#### [Given instruction]
Please reproduce the listing below word for word, from its first line through the line holding "(1242, 621)", with both ends included and the pictures left out.

------------------------

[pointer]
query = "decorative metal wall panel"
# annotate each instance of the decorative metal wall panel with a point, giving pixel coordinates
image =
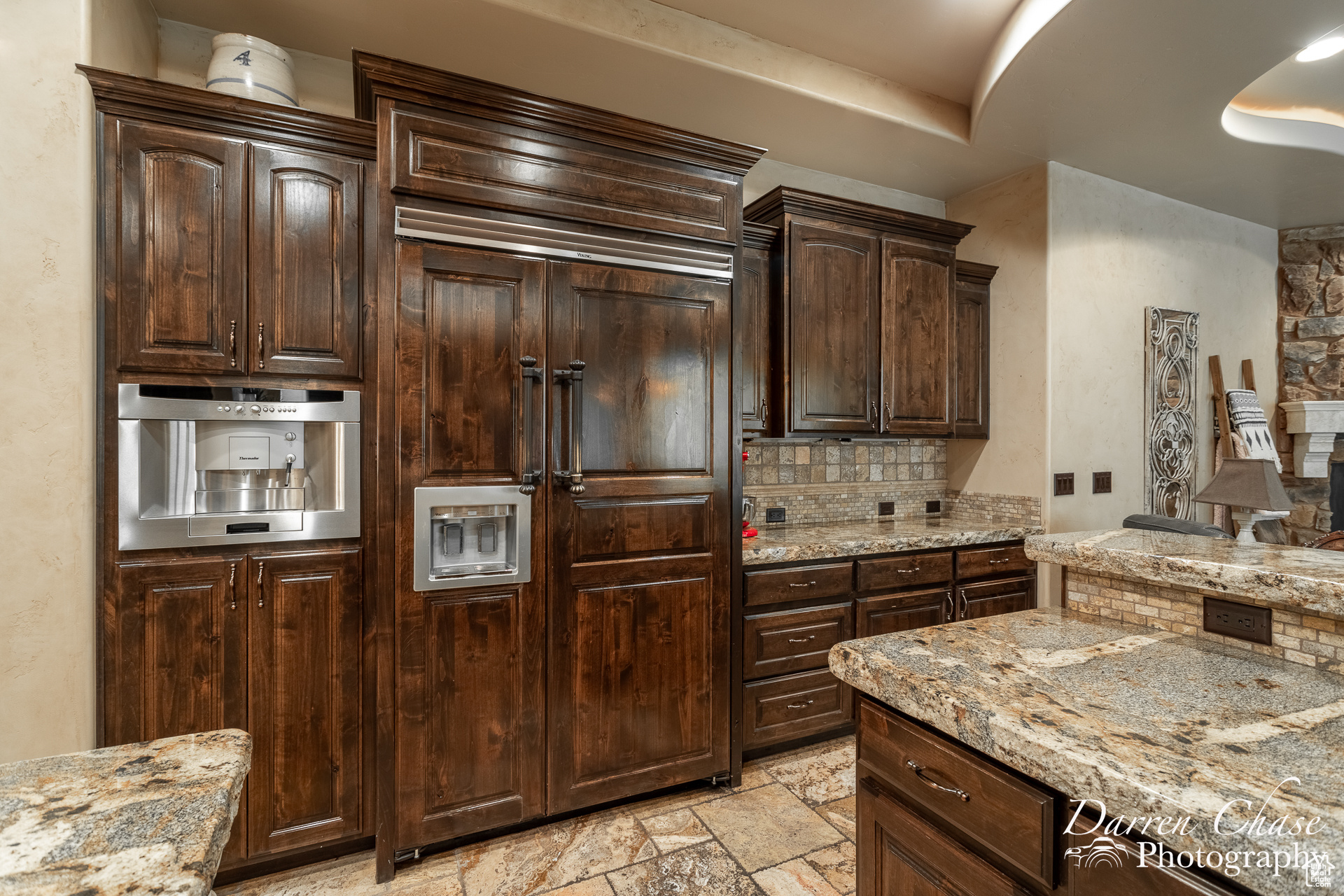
(1170, 379)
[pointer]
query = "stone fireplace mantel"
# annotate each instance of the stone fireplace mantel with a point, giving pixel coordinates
(1313, 426)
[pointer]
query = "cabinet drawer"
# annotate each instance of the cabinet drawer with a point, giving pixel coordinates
(830, 580)
(992, 598)
(991, 561)
(898, 573)
(778, 643)
(902, 612)
(1014, 820)
(793, 706)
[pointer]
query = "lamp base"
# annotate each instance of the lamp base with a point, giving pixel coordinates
(1246, 522)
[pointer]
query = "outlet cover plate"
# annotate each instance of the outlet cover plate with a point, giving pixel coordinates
(1242, 621)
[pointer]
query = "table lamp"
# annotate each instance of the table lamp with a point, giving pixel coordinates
(1252, 484)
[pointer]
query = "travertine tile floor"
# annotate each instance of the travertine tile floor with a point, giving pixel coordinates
(788, 830)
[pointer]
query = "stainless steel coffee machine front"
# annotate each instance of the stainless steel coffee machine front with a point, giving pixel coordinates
(232, 465)
(472, 535)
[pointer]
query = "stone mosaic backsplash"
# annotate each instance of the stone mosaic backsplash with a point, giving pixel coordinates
(820, 481)
(1306, 638)
(790, 461)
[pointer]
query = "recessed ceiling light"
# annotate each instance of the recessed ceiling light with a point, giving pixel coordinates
(1323, 49)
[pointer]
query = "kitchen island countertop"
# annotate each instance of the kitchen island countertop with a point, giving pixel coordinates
(819, 542)
(140, 818)
(1147, 722)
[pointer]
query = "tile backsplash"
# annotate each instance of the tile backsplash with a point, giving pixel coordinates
(820, 481)
(793, 461)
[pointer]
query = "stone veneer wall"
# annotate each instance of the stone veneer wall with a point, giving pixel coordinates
(1307, 638)
(1310, 305)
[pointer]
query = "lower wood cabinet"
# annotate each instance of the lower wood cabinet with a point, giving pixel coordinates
(267, 643)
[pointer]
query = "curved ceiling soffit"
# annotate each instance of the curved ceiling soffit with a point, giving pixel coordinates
(1026, 23)
(1294, 104)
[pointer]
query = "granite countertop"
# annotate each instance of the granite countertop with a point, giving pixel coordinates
(1144, 720)
(806, 542)
(150, 817)
(1280, 575)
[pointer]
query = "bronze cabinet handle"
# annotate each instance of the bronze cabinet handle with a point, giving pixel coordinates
(531, 377)
(573, 477)
(956, 792)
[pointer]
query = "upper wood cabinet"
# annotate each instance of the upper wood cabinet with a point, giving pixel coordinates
(753, 328)
(971, 346)
(233, 232)
(304, 264)
(866, 335)
(182, 267)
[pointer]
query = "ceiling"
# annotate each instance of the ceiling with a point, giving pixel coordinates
(936, 46)
(881, 90)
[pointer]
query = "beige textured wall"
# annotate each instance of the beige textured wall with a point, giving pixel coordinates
(48, 368)
(321, 83)
(1011, 232)
(769, 174)
(1114, 250)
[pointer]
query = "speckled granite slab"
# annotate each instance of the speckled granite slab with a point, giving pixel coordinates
(788, 543)
(1148, 722)
(1280, 575)
(140, 818)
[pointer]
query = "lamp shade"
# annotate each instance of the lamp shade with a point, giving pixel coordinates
(1249, 482)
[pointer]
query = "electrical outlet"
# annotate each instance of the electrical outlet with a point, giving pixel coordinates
(1238, 620)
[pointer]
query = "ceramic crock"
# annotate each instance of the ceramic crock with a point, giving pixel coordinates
(246, 66)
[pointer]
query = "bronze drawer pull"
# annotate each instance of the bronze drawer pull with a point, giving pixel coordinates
(933, 783)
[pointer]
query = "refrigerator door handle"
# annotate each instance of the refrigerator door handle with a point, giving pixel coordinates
(573, 477)
(531, 377)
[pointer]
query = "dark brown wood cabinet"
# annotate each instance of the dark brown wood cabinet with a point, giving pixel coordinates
(181, 296)
(793, 613)
(864, 333)
(971, 351)
(237, 235)
(304, 692)
(304, 264)
(753, 328)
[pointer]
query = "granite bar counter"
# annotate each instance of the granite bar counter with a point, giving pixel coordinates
(139, 818)
(1275, 575)
(818, 542)
(1148, 722)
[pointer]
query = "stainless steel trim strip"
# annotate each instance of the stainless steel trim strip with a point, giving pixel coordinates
(558, 244)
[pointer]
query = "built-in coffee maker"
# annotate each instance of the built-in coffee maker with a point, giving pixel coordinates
(233, 465)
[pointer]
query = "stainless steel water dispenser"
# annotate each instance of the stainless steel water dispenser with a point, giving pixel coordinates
(472, 535)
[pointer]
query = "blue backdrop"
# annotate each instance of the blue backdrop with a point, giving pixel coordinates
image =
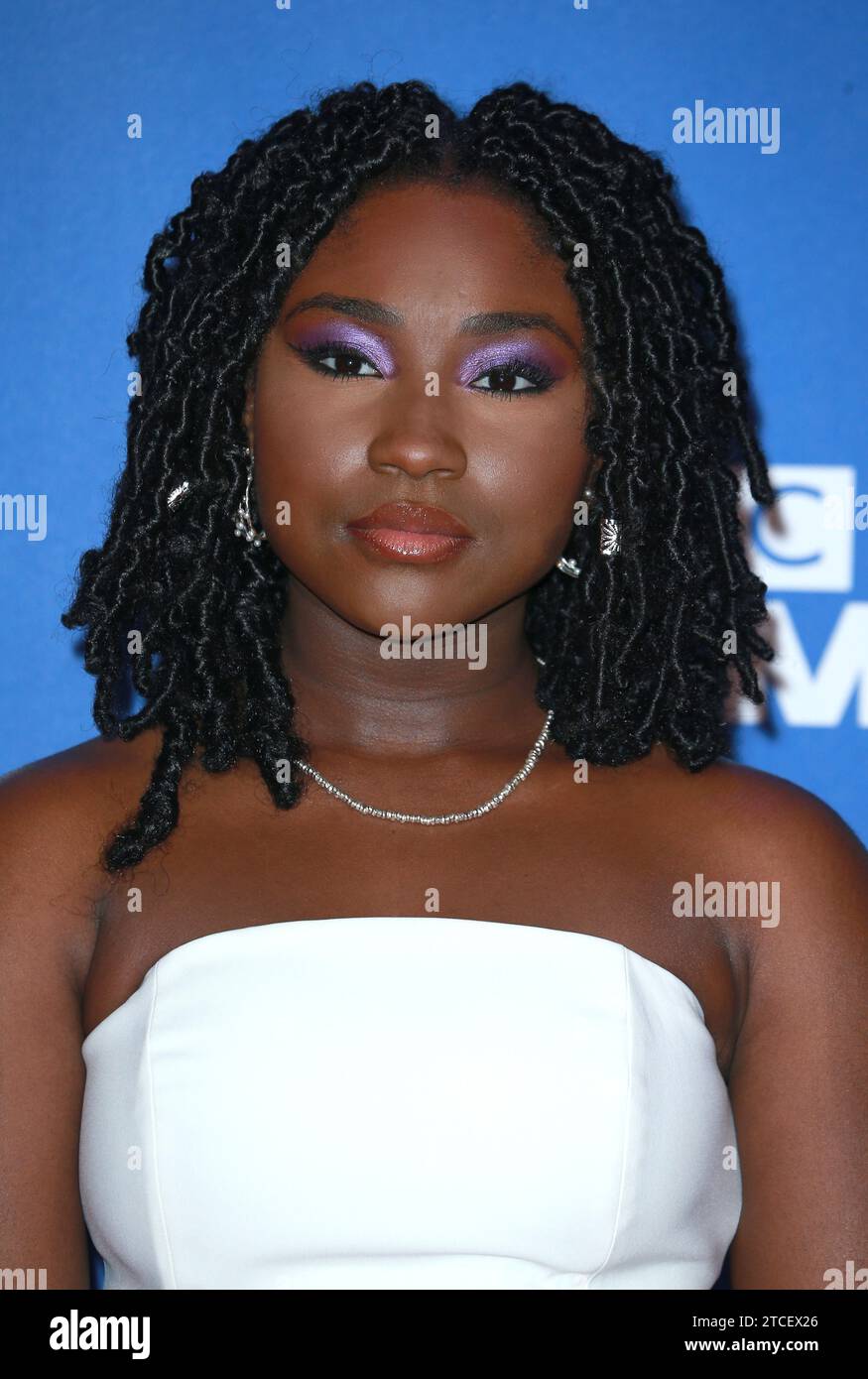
(782, 212)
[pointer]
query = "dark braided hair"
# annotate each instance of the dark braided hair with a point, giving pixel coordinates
(634, 650)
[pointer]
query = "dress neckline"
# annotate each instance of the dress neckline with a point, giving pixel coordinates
(399, 919)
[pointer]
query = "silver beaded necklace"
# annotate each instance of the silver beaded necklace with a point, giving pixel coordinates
(395, 816)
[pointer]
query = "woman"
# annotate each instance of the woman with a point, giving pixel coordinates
(436, 1017)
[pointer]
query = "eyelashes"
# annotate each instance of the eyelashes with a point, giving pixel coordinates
(537, 375)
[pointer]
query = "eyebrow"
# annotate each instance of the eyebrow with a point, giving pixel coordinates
(484, 322)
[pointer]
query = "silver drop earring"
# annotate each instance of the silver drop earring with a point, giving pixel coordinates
(610, 540)
(243, 520)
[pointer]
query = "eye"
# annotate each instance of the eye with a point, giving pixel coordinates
(337, 360)
(530, 378)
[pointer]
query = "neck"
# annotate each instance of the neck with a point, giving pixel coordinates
(351, 698)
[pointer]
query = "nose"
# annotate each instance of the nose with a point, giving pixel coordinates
(416, 438)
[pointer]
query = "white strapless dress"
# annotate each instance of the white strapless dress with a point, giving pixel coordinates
(408, 1103)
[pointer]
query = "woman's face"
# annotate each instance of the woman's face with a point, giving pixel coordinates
(452, 402)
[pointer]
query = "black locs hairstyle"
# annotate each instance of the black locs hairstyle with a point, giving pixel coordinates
(634, 650)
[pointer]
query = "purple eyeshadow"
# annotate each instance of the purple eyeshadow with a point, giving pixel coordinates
(352, 336)
(344, 334)
(507, 352)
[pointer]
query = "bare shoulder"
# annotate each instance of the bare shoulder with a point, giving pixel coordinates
(57, 814)
(750, 819)
(54, 817)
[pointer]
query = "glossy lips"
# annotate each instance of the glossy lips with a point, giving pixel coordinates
(412, 533)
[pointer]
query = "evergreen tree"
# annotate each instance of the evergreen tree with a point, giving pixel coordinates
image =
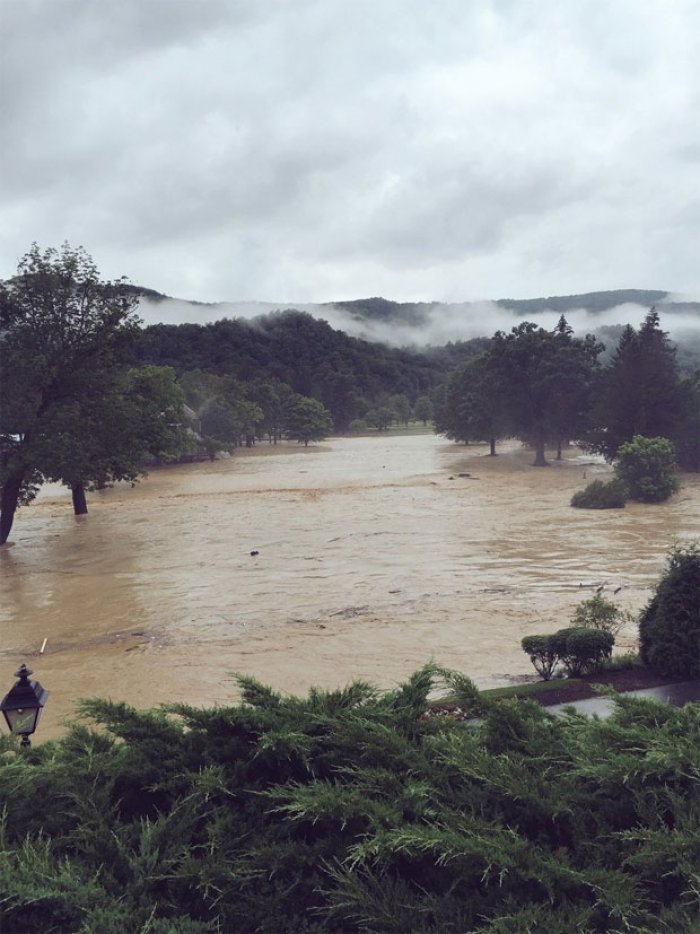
(640, 392)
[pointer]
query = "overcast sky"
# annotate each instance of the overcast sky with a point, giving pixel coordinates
(320, 150)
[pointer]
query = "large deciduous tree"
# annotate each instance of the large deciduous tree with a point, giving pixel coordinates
(474, 406)
(63, 333)
(547, 379)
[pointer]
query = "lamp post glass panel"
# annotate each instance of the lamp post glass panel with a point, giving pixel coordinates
(22, 705)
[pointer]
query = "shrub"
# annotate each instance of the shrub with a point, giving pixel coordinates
(358, 424)
(647, 468)
(599, 495)
(669, 626)
(349, 811)
(582, 650)
(599, 613)
(542, 654)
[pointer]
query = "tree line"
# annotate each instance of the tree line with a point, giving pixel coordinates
(89, 397)
(548, 388)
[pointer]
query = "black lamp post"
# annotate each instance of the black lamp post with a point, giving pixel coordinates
(22, 705)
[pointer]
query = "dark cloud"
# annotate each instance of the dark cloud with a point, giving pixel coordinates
(308, 150)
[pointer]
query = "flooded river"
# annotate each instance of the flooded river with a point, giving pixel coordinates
(374, 555)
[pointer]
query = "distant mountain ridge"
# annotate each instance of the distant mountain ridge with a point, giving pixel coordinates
(416, 313)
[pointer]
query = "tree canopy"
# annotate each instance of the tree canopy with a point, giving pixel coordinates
(71, 409)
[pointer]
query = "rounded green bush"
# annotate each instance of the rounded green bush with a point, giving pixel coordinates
(542, 654)
(582, 650)
(599, 495)
(647, 468)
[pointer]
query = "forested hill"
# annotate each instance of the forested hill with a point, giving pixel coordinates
(345, 373)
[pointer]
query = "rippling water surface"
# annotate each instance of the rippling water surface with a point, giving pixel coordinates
(374, 555)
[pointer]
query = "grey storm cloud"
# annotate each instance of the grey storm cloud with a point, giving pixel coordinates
(312, 150)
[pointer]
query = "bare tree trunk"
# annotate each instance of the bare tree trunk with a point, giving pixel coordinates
(8, 504)
(79, 500)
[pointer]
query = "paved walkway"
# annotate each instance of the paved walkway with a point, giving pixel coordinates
(676, 694)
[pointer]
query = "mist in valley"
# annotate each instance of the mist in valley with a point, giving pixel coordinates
(437, 323)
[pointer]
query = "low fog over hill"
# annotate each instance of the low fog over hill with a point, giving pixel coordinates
(420, 324)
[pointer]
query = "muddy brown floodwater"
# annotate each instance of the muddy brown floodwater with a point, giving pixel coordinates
(374, 556)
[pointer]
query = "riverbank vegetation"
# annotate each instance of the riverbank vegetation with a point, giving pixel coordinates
(351, 810)
(88, 397)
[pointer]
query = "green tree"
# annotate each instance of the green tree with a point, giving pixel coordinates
(669, 626)
(273, 397)
(646, 466)
(423, 409)
(308, 420)
(547, 380)
(63, 332)
(137, 418)
(402, 407)
(640, 391)
(599, 613)
(474, 404)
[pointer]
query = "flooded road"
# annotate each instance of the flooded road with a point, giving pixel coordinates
(374, 556)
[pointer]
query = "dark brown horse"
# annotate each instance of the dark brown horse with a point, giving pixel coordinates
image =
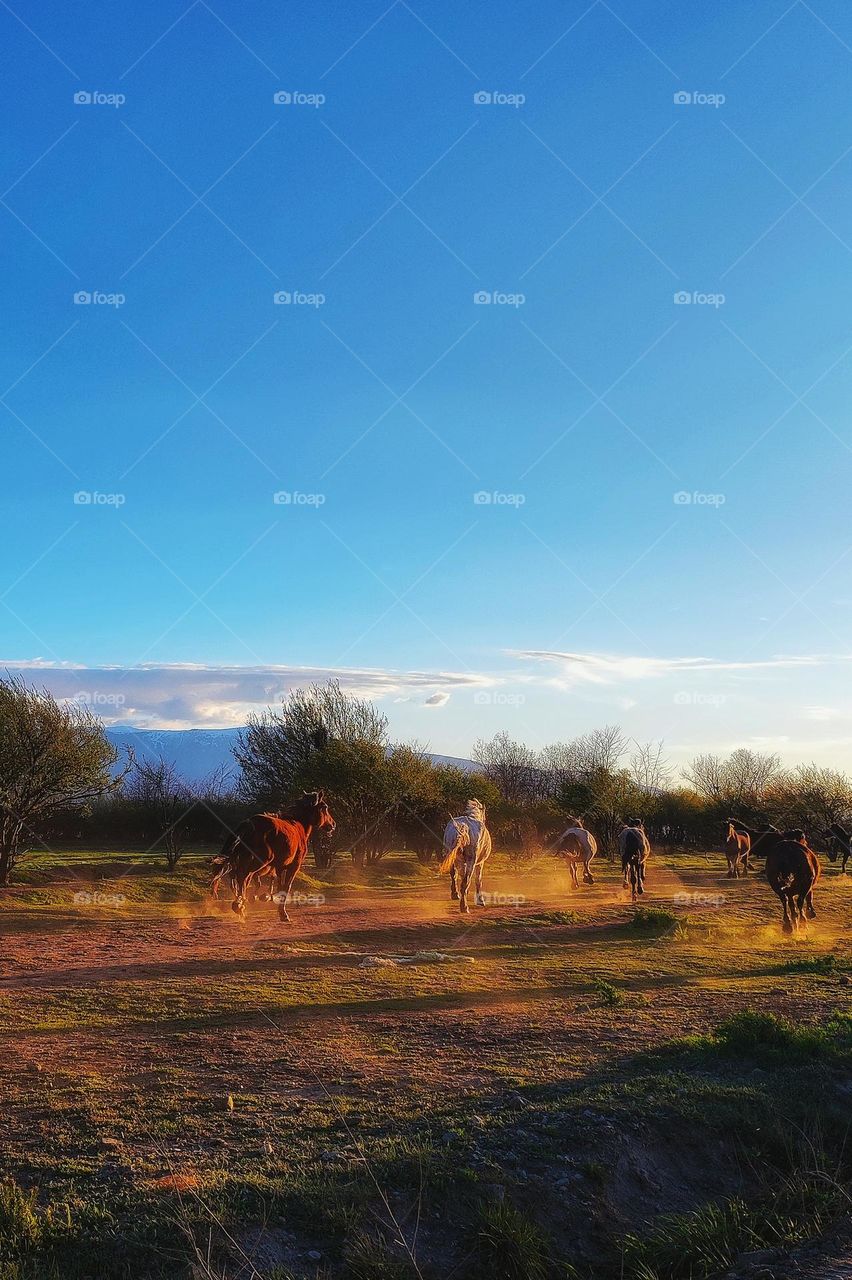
(792, 871)
(269, 845)
(737, 849)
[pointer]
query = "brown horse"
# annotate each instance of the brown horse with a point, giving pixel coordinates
(737, 850)
(635, 848)
(792, 871)
(270, 845)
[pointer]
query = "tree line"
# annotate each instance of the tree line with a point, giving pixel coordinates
(60, 781)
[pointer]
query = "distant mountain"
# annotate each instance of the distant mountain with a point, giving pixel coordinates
(196, 753)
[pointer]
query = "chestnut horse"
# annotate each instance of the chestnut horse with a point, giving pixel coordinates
(271, 845)
(737, 850)
(839, 842)
(792, 871)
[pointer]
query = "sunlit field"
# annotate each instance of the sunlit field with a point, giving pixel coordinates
(558, 1084)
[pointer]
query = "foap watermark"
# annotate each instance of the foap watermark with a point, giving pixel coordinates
(296, 97)
(497, 298)
(293, 498)
(695, 297)
(495, 498)
(683, 498)
(95, 97)
(97, 298)
(700, 899)
(99, 698)
(95, 498)
(493, 698)
(296, 298)
(691, 699)
(696, 97)
(497, 97)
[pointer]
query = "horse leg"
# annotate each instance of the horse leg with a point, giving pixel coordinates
(789, 917)
(284, 880)
(238, 905)
(462, 895)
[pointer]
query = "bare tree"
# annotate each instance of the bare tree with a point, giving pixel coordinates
(742, 781)
(649, 768)
(511, 766)
(156, 787)
(54, 757)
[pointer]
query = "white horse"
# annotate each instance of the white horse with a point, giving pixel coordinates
(577, 845)
(467, 844)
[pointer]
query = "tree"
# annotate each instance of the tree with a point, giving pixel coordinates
(283, 752)
(54, 757)
(812, 796)
(157, 790)
(738, 785)
(511, 766)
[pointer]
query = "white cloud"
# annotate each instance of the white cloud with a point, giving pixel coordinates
(601, 668)
(196, 695)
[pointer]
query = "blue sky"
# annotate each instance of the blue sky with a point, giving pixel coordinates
(582, 398)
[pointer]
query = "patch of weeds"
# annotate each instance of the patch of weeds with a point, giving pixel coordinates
(692, 1246)
(537, 920)
(511, 1246)
(610, 996)
(654, 920)
(827, 964)
(19, 1224)
(778, 1041)
(371, 1257)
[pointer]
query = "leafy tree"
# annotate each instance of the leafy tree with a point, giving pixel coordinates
(54, 757)
(284, 750)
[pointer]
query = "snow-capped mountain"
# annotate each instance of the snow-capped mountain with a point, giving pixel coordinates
(197, 753)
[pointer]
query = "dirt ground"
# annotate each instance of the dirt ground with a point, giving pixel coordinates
(149, 1045)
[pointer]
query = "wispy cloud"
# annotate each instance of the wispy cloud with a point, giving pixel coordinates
(601, 668)
(196, 695)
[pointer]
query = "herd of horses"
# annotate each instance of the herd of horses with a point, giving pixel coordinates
(266, 851)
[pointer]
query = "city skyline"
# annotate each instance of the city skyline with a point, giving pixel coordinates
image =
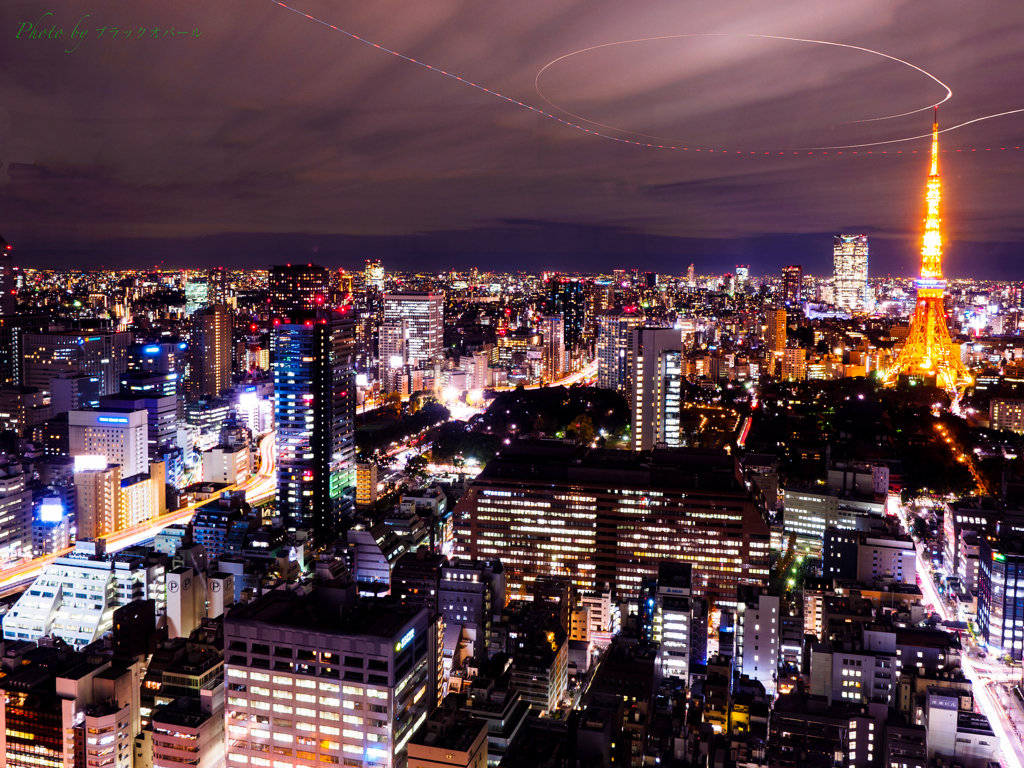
(371, 145)
(473, 385)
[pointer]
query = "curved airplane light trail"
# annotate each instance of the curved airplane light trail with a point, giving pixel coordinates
(794, 151)
(537, 80)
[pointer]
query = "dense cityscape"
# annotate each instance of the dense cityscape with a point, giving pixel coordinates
(367, 517)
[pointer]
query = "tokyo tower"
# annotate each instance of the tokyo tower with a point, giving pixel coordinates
(930, 353)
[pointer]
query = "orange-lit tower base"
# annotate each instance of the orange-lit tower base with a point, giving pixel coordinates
(929, 352)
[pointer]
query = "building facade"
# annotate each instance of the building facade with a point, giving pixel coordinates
(850, 271)
(314, 385)
(609, 517)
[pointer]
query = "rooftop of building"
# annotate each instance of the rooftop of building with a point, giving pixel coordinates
(379, 617)
(456, 733)
(557, 461)
(973, 722)
(183, 712)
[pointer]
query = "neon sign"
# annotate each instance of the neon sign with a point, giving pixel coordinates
(400, 645)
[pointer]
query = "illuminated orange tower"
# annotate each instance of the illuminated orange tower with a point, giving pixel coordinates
(930, 352)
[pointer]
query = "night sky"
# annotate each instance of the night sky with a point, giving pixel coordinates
(270, 136)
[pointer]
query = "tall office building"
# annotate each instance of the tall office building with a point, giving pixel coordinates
(210, 372)
(314, 384)
(373, 275)
(298, 289)
(101, 353)
(79, 594)
(217, 287)
(657, 356)
(120, 435)
(671, 608)
(850, 271)
(357, 684)
(776, 330)
(614, 348)
(610, 517)
(158, 357)
(1001, 578)
(97, 495)
(161, 411)
(15, 513)
(742, 276)
(196, 295)
(413, 333)
(12, 331)
(793, 284)
(564, 296)
(553, 329)
(757, 638)
(75, 393)
(8, 279)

------------------------

#### [Expected output]
[pointer]
query = "decorative metal wall panel"
# annotate each instance of the decorative metal wall panel with a point, giving pixel coordinates
image =
(1170, 379)
[pointer]
query = "stone fireplace mantel"
# annotate each instance of the stone fireplace mantel with a point, giving pixel coordinates
(1313, 426)
[pointer]
query = "cabinet drawer"
# annotate each instance of the cabinet drawer with a point, giving pixel coordinates
(830, 580)
(992, 598)
(991, 561)
(898, 573)
(778, 643)
(902, 612)
(1014, 820)
(793, 706)
[pointer]
query = "lamp base"
# annotate each instance of the lamp base with a point, giving pixel coordinates
(1246, 522)
[pointer]
query = "outlet cover plate"
# annotate each instance of the outlet cover plate with a point, giving pixel coordinates
(1242, 621)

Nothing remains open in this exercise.